• _YOUR TASK_: An exact copy of the whole listing is required.

• _THE DATA_:
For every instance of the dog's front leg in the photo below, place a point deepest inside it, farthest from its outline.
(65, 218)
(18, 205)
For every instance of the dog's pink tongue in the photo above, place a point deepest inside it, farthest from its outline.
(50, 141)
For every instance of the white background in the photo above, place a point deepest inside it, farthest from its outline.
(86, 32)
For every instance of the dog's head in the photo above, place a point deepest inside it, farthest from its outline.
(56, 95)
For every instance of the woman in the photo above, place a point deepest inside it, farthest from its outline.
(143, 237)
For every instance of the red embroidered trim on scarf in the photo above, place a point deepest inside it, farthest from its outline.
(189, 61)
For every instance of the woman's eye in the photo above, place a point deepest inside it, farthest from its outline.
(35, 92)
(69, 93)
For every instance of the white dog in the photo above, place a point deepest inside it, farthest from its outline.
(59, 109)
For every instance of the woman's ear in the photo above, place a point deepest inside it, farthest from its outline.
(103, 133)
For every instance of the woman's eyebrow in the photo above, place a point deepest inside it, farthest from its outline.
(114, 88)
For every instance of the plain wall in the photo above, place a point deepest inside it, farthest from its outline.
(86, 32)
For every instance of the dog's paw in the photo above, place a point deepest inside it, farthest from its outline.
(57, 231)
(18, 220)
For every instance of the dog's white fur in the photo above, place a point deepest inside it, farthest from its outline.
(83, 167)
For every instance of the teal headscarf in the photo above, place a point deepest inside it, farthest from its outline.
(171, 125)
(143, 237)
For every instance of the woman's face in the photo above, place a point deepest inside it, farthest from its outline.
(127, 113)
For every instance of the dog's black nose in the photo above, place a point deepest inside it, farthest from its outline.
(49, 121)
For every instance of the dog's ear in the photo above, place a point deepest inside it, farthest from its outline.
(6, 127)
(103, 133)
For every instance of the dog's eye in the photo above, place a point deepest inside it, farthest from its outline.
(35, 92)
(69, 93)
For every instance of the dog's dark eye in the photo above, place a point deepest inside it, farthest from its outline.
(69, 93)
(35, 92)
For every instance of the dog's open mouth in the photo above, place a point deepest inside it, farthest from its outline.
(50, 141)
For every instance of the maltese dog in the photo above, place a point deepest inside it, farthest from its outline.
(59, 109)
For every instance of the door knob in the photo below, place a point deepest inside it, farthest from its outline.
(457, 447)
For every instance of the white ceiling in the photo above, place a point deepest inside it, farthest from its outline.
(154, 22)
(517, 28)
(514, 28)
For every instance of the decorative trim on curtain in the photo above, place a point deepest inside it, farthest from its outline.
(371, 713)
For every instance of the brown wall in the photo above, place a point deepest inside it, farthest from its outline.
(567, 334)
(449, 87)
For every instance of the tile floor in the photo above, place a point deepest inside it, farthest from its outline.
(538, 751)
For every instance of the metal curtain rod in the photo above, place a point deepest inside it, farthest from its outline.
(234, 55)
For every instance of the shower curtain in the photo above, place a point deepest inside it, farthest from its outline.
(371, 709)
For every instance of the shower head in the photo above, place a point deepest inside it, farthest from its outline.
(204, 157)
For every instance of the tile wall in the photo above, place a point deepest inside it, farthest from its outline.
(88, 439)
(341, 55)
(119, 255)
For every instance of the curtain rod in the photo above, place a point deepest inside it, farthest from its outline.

• _EXERCISE RESPONSE_:
For every instance of the dog's front leg in the photo below, place a point deepest inside it, farthest from its outline.
(65, 218)
(18, 205)
For every instance of the dog's pink tongue in the photo above, place a point deepest inside it, farthest from its outline.
(50, 141)
For every instance of the white background in the photo above, place a point deepest inside it, farthest from its outline.
(86, 32)
For every instance of the dog's head in the photo above, place a point deepest inside it, farthest from its outline.
(56, 95)
For every instance of the woman in the photo above, place a point deepest inside it, farthest from its outline.
(143, 237)
For every instance of the red embroidered trim on scarf in the photo above, place a point deepest inside it, farthest from its outline.
(189, 61)
For every instance of the woman's eye in the photo above, place a point deepest inside it, farthest from its outline.
(35, 92)
(69, 93)
For every instance of the white dog in the photo above, place a point deepest inside it, farthest from its outline.
(59, 109)
For every instance of the woman's ear in the photo above, place a point deepest inside it, farthest from its outline.
(103, 133)
For every instance of the woman's eyebrow in the photo above, place a point deepest inside it, farthest from its outline.
(114, 88)
For every instance of the plain wall in the photo above, place a point deepest inside it, farthest from its outline.
(86, 32)
For every instance of the dog's paw in the photo above, place a point deepest inside it, farthest from its outline.
(57, 231)
(18, 220)
For every instance of the dog's white fur in the photo above, place a point deepest inside it, farthest from its outline.
(83, 167)
For every instance of the teal headscarf in the photo above, place a point deepest inside it, farthest from its outline.
(171, 125)
(143, 237)
For every instance of the woman's face in the photo above, place a point deepest inside it, farthest from its outline.
(127, 113)
For every instance of the dog's black nose in the photo above, place a point deepest inside it, farthest from its outline.
(49, 121)
For every instance of the dog's ear in the photo above, place a point deepest inside it, farthest from its outline.
(6, 127)
(103, 133)
For every instance of the dog's eye in the photo above, place a point deepest inside it, farthest from its outline.
(35, 92)
(69, 93)
For every instance of the dog's dark eye in the photo above, place a point deepest inside it, farthest from its outline.
(69, 93)
(35, 92)
For every instance of the dog's open mouth in the photo above, place a point deepest inside it, farthest from its outline.
(50, 141)
For every instance of the maltese dog in the photo above, place a point deepest inside it, farthest from its outline.
(59, 109)
For every instance of the door knob in the photo below, place a point deepest inside it, farthest from its outline.
(457, 447)
For every instance of the white ceiling in the photo above, place a point deepest inside it, farthest from its outline.
(154, 22)
(517, 28)
(514, 28)
For every instance of the decorative trim on curtain in the photo above, place a point deepest inside it, farthest from its outline.
(371, 713)
For every instance of the brown wall in the photo above, place a point deepest inside it, farthest from its outline.
(567, 334)
(449, 87)
For every instance of the tile floor in the photo above, place a point deepest inside it, farthest from its outline.
(538, 751)
For every instance of the metal curtain rod in the photo above, place a point deepest inside it, farthest from its outline.
(234, 55)
For every instance of the shower curtain in the photo above, place a point deepest inside it, farthest from its outline.
(371, 709)
For every instance of the shower head in the photo above, place a point deepest inside it, farthest from its outline.
(204, 157)
For every instance of the tile wall in the photo above, place a point deepest inside it, farthest from its outline.
(88, 439)
(341, 55)
(119, 255)
For every instance of the curtain rod in the photo above, place a point deepest inside it, farthest from its outline.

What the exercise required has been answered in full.